_Stored entries_

• • •

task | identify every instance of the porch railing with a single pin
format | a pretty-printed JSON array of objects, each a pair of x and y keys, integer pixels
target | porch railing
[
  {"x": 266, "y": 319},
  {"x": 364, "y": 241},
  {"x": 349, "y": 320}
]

• • •

_Exercise requirements_
Write out every entry again so that each line matches the original exactly.

_Your solution_
task | identify every instance of the porch railing with a single pin
format | a pretty-printed JSON array of objects, each a pair of x and y keys, integer pixels
target | porch railing
[
  {"x": 266, "y": 319},
  {"x": 364, "y": 241},
  {"x": 349, "y": 320}
]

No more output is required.